— What is being asked —
Set down a precise copy of the whole listing.

— Data for the task —

---

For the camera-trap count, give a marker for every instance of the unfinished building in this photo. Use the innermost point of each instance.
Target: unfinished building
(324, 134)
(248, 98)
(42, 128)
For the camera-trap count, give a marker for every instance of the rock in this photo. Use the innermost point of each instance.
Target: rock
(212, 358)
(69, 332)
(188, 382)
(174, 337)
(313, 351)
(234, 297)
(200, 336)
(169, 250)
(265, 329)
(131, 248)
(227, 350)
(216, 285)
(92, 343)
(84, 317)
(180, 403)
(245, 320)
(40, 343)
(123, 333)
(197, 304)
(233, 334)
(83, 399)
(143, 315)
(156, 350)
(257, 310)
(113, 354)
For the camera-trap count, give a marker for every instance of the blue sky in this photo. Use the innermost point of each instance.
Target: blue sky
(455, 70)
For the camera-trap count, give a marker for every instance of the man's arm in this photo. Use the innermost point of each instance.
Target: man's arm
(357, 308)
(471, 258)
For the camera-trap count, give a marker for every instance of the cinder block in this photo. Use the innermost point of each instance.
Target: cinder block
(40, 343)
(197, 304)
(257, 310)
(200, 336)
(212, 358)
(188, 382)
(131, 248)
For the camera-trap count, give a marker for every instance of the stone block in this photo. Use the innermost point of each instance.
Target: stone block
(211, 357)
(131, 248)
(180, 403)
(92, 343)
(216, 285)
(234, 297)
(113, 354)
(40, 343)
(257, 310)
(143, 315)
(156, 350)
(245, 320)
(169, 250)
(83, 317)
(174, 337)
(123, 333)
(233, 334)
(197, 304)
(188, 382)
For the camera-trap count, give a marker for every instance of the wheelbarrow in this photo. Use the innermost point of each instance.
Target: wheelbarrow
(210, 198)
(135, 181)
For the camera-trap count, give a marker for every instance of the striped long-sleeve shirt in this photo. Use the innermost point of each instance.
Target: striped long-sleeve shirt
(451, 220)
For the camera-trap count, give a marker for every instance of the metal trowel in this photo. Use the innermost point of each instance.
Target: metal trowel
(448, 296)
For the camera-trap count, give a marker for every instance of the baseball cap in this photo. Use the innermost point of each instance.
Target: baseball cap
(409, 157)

---

— Response —
For the camera-trap count, give a marker for every instance of the unfinished building in this photo. Use the innermost point of each instance.
Target: unfinished building
(324, 134)
(248, 98)
(42, 128)
For the camera-trap count, give a marker for every instance of the rock in this photo. Use the innermost point of each instance.
Target: rock
(212, 358)
(69, 332)
(188, 382)
(174, 337)
(313, 351)
(234, 297)
(200, 336)
(169, 250)
(265, 329)
(131, 248)
(227, 350)
(216, 285)
(92, 343)
(84, 317)
(180, 403)
(245, 320)
(40, 343)
(123, 333)
(197, 304)
(233, 334)
(83, 399)
(143, 315)
(156, 350)
(257, 310)
(113, 354)
For the camera-trap count, give a marker for every instance of the blue sky in this photo. Use the innermost point of each instance.
Target: blue sky
(455, 70)
For the camera-trap count, give a marker for every instance of the man's arm in this photo. Use the innermost point of each instance.
Target: man's arm
(357, 308)
(471, 258)
For the camera-trap count, give a marker for every instance of the cinder block in this photo. Use the innermost point of each instance.
Target: cinder block
(40, 343)
(197, 304)
(257, 310)
(200, 336)
(212, 358)
(188, 382)
(131, 248)
For the camera-trap count, give a marker for every instance of the stone block in this photo. Use the innermost point of each instance.
Target: stone block
(211, 357)
(131, 248)
(180, 403)
(92, 343)
(216, 285)
(234, 297)
(113, 354)
(40, 343)
(257, 310)
(143, 315)
(156, 350)
(245, 320)
(169, 250)
(83, 317)
(174, 337)
(123, 333)
(233, 334)
(197, 304)
(188, 382)
For the camera-trap count, give a marker for every instance of the wheelbarrow in this photo. Use the innermost point of each instance.
Target: wheelbarrow
(210, 198)
(135, 181)
For the camera-trap count, give a marker for every instance of the striped long-sleeve shirt in this photo. Use the innermost point of each instance.
Target: striped long-sleeve shirt
(451, 220)
For the camera-trap count, give a marker for every instance of the metal trowel in this photo. Use the innermost point of each instance.
Target: metal trowel
(448, 296)
For the camera-trap count, give a marker for every instance of the baseball cap in this photo. Use the innermost point of each instance.
Target: baseball cap
(409, 157)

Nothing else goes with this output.